Why do we let ourselves be pitted against each other? Don't we all want what's best for West Virginia?

Of course, we do. We live here. It's our home. It defines who we are. Of course, we all want what's best for West Virginia.

Well, maybe not all of us, but most of us.

Who doesn't want what's best for West Virginia? Who wants to divide us, to profit from our division? Only a few.

Why do any of us listen to them? Why do we pay them any heed at all?

Sure, we have disagreements, and every now and then we have to sort them out. Tempers may flare, and everyone has to give a little, compromise a bit, and maybe not be perfectly happy with the outcome, but that's the price you pay to live in a cohesive community, and the benefits are more than worth it.

To live in West Virginia, to be a West Virginian, is worth the give and take.

What most of us want is to live in peace, to protect and provide for our families, and to lend a helping hand to relatives and neighbors in need.

For too long, the greedy and self-serving few have striven to enrich themselves by dividing the rest of us, and now at last we, the majority, have reasserted ourselves and announced our determination to end this ugliness.

In just a few short months, with a truly bipartisan effort, our legislators and our governor have made considerable progress in reforming legal practices that were pulling us apart.

As Tiger Joyce of the American Tort Reform Association observes, “tort reform shouldn’t be about partisan politics, because it’s ultimately about putting the interests of workers, consumers, taxpayers, and patients above those of personal injury lawyers.”

His group has cited West Virginia as “a shining example” of bipartisan reform.

That's something we can be proud of, those of us who want only the best for West Virginia.

---------------

Exercises:
a. According to the piece on West Virginia, which group has cited the state as "a shining example" of bipartisan reform?
b. Extract the passage of the piece on West Virginia from "For too long, the" up to and including "of bipartisan reform.".
c. Translate this sentence from the piece on West Virginia into Spanish: "To live in West Virginia, to be a West Virginian, is worth the give and take."

---------------

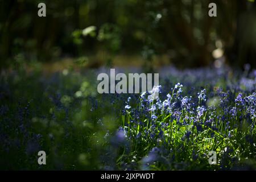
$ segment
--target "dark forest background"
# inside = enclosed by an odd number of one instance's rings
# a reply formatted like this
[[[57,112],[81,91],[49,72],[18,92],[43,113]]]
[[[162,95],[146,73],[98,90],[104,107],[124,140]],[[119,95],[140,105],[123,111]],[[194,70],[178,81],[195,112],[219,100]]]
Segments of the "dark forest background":
[[[46,18],[38,16],[40,2],[46,4]],[[208,16],[210,2],[217,17]],[[256,1],[0,0],[1,68],[17,57],[79,57],[100,67],[117,55],[148,63],[164,55],[180,68],[212,65],[222,57],[232,66],[255,67]]]

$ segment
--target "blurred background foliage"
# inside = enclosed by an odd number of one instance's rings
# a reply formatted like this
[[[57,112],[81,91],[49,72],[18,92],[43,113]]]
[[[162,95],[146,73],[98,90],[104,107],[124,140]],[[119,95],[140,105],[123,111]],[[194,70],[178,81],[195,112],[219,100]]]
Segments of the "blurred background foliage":
[[[45,18],[38,16],[40,2]],[[210,2],[217,17],[208,16]],[[156,60],[255,67],[255,9],[254,0],[0,0],[1,68],[65,57],[98,67],[117,57],[123,65],[137,56],[150,69]]]

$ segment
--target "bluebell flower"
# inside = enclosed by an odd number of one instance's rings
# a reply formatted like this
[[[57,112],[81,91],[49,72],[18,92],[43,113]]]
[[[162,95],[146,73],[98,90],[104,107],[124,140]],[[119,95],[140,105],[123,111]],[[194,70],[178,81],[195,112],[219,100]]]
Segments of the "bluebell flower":
[[[129,106],[129,105],[127,105],[125,106],[125,109],[126,110],[130,109],[131,109],[131,106]]]

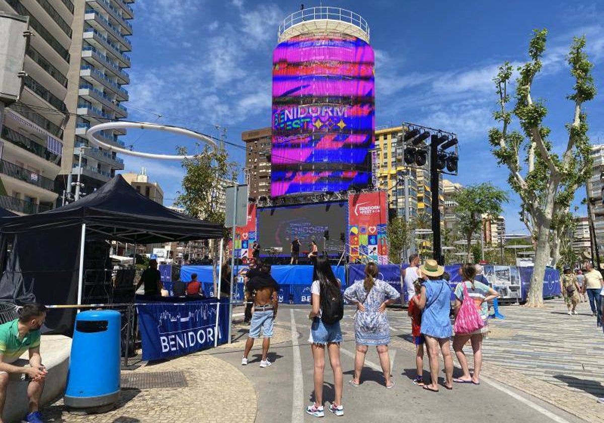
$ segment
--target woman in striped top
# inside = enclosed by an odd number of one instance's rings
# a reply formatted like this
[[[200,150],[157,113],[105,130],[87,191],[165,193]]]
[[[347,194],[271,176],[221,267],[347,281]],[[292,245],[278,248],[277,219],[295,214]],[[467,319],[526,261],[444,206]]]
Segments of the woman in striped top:
[[[461,267],[461,276],[463,280],[460,282],[455,290],[455,315],[457,315],[461,303],[463,302],[463,285],[466,284],[467,288],[467,294],[474,300],[478,314],[483,319],[483,327],[477,329],[471,334],[455,334],[453,340],[453,350],[457,356],[457,361],[461,366],[463,374],[460,378],[453,379],[457,383],[472,383],[475,385],[480,384],[480,368],[483,363],[482,344],[483,337],[489,331],[487,320],[489,318],[489,305],[487,302],[499,297],[499,294],[493,288],[482,282],[474,280],[476,276],[476,268],[471,263],[466,263]],[[467,366],[467,360],[466,354],[463,352],[463,346],[470,341],[472,343],[472,350],[474,354],[474,372],[471,375],[470,370]]]

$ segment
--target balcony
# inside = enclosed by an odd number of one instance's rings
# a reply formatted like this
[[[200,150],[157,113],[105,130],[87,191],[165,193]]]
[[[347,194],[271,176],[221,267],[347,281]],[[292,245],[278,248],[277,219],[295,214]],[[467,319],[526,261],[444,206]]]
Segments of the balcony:
[[[116,22],[118,22],[121,25],[122,28],[124,30],[124,31],[128,35],[132,34],[132,24],[124,19],[123,16],[122,16],[121,11],[118,10],[115,7],[112,6],[108,0],[86,0],[86,2],[87,4],[91,5],[92,4],[98,4],[99,6],[102,7],[105,11],[111,15]]]
[[[132,51],[132,43],[130,42],[130,40],[126,38],[121,33],[120,28],[113,25],[94,9],[87,9],[86,10],[84,15],[84,21],[95,30],[106,31],[114,38],[115,38],[119,42],[121,43],[124,48],[123,49],[120,48],[120,51]]]
[[[117,83],[114,82],[108,78],[106,75],[97,71],[93,66],[89,65],[84,65],[80,66],[80,76],[91,84],[94,84],[95,82],[102,84],[113,91],[119,97],[120,101],[127,101],[128,92],[120,86]]]
[[[83,164],[81,168],[79,168],[77,163],[74,163],[72,169],[73,172],[72,173],[73,175],[80,173],[83,176],[88,176],[89,178],[92,178],[98,181],[102,181],[103,182],[108,182],[111,179],[111,174],[108,172],[100,170],[96,167],[92,167],[92,166],[87,166]]]
[[[88,30],[82,34],[83,39],[97,47],[104,48],[115,57],[125,68],[130,67],[130,56],[121,52],[120,46],[111,42],[107,37],[95,29]]]
[[[79,104],[76,113],[80,116],[86,116],[88,118],[95,118],[97,120],[114,120],[112,117],[107,114],[100,109],[86,104]]]
[[[92,46],[86,46],[82,48],[82,57],[86,62],[91,63],[93,66],[103,68],[105,70],[111,72],[118,78],[120,83],[130,83],[130,75],[128,74],[128,73]]]
[[[78,123],[76,125],[76,135],[84,136],[86,135],[86,131],[89,129],[90,125],[89,124],[86,123]],[[121,147],[121,148],[124,148],[126,147],[126,144],[124,144],[124,141],[120,141],[117,137],[108,131],[100,131],[95,134],[94,136],[100,141],[102,141],[103,143],[117,146],[118,147]]]
[[[38,157],[48,160],[54,164],[61,166],[61,157],[60,155],[53,153],[47,147],[30,140],[27,137],[11,129],[8,126],[2,126],[2,138],[5,141],[35,154]]]
[[[117,157],[114,157],[111,155],[111,153],[103,151],[97,147],[88,147],[83,144],[77,144],[76,146],[76,148],[74,149],[74,154],[79,155],[80,154],[80,149],[82,147],[85,147],[82,151],[82,154],[85,156],[91,157],[103,163],[107,163],[111,167],[115,169],[121,170],[124,169],[123,160]]]
[[[53,179],[45,178],[5,160],[0,160],[0,173],[49,191],[52,191],[54,188],[54,181]]]
[[[97,89],[92,85],[82,85],[78,90],[78,95],[89,102],[95,100],[103,104],[103,106],[111,108],[119,115],[117,118],[126,117],[128,115],[128,110],[121,105],[117,103],[103,91]]]
[[[8,195],[0,195],[0,207],[13,210],[25,215],[33,215],[36,213],[42,213],[50,210],[48,205],[36,204],[30,201],[24,201],[21,198],[10,197]]]

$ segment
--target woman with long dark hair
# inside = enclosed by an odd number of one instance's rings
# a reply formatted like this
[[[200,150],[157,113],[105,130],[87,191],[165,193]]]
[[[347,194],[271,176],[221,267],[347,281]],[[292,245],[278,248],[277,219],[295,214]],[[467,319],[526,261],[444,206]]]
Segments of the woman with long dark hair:
[[[329,411],[336,416],[344,415],[342,406],[343,375],[340,364],[339,343],[342,342],[342,331],[339,321],[333,323],[322,320],[323,310],[321,295],[326,292],[339,292],[341,283],[332,270],[329,260],[324,256],[318,257],[315,263],[314,280],[310,287],[312,309],[308,317],[312,320],[310,336],[308,341],[314,360],[315,402],[306,407],[306,412],[315,417],[323,417],[323,376],[325,370],[325,348],[327,346],[329,362],[333,372],[333,386],[335,398],[329,406]],[[335,288],[335,289],[334,289]],[[341,294],[340,294],[341,296]]]
[[[365,266],[365,279],[355,281],[344,293],[344,298],[356,305],[357,308],[355,317],[355,376],[349,383],[354,387],[361,384],[361,372],[370,345],[374,345],[378,349],[386,387],[394,386],[390,378],[390,358],[388,354],[390,326],[386,307],[394,303],[400,294],[388,282],[376,279],[378,272],[378,265],[373,262],[368,263]]]
[[[455,315],[461,307],[463,302],[463,285],[465,284],[467,295],[474,300],[478,314],[483,320],[483,327],[471,334],[455,334],[453,338],[453,350],[457,356],[457,361],[461,366],[463,373],[461,377],[455,378],[453,381],[456,383],[472,383],[480,384],[480,369],[483,365],[483,337],[489,331],[489,306],[488,302],[499,297],[499,292],[482,282],[474,280],[476,276],[476,266],[471,263],[466,263],[461,266],[461,276],[463,280],[460,282],[455,289]],[[474,372],[471,375],[467,366],[466,354],[463,352],[463,346],[470,341],[472,350],[474,354]]]

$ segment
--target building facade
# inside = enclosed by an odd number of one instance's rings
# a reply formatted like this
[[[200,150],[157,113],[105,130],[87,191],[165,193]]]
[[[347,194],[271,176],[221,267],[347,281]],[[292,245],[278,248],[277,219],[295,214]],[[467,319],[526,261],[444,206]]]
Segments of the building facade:
[[[590,251],[590,222],[585,218],[576,218],[573,219],[575,227],[573,233],[573,251],[577,254]]]
[[[593,230],[595,231],[595,242],[600,257],[604,254],[604,204],[603,204],[602,172],[604,172],[604,144],[592,146],[591,157],[593,164],[591,168],[591,177],[586,184],[587,196],[590,202],[591,213],[588,212],[588,219],[592,220]],[[592,233],[592,236],[594,236]]]
[[[134,17],[134,0],[80,0],[75,2],[71,60],[65,103],[69,112],[63,141],[65,154],[61,166],[61,183],[69,186],[79,174],[91,192],[109,180],[116,170],[124,169],[123,161],[115,152],[89,146],[85,137],[91,126],[125,119],[127,110],[121,103],[128,100],[123,86],[130,83],[124,70],[130,67],[127,51],[132,50],[129,36]],[[121,129],[101,131],[98,139],[124,147]],[[82,153],[82,165],[79,165]]]
[[[21,97],[0,115],[0,207],[19,214],[50,210],[58,197],[74,8],[71,0],[0,0],[0,11],[28,17],[32,33]]]
[[[271,195],[271,137],[270,128],[246,131],[241,134],[245,143],[245,183],[249,196],[258,198]]]
[[[139,194],[162,205],[164,205],[164,190],[156,182],[149,182],[147,169],[144,167],[141,170],[140,173],[128,172],[122,173],[121,176],[138,192]]]

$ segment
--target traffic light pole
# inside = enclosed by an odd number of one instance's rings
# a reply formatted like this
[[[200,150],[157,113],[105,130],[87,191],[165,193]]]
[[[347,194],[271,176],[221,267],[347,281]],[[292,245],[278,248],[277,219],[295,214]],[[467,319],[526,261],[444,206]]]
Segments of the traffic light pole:
[[[432,256],[439,265],[444,264],[440,242],[440,208],[439,201],[439,172],[438,167],[439,136],[430,139],[430,189],[432,191]]]

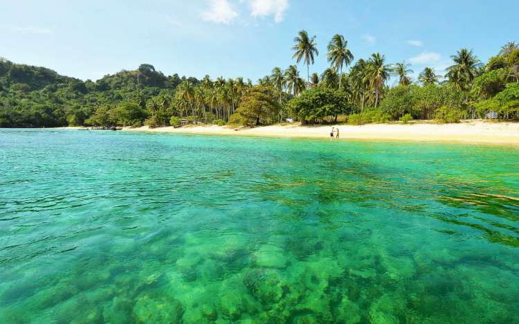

---------------

Task results:
a. The American Tort Reform Association.

b.
For too long, the greedy and self-serving few have striven to enrich themselves by dividing the rest of us, and now at last we, the majority, have reasserted ourselves and announced our determination to end this ugliness.

In just a few short months, with a truly bipartisan effort, our legislators and our governor have made considerable progress in reforming legal practices that were pulling us apart.

As Tiger Joyce of the American Tort Reform Association observes, “tort reform shouldn’t be about partisan politics, because it’s ultimately about putting the interests of workers, consumers, taxpayers, and patients above those of personal injury lawyers.”

His group has cited West Virginia as “a shining example” of bipartisan reform.

c. Vivir en Virginia Occidental, ser de Virginia Occidental, bien vale el toma y daca.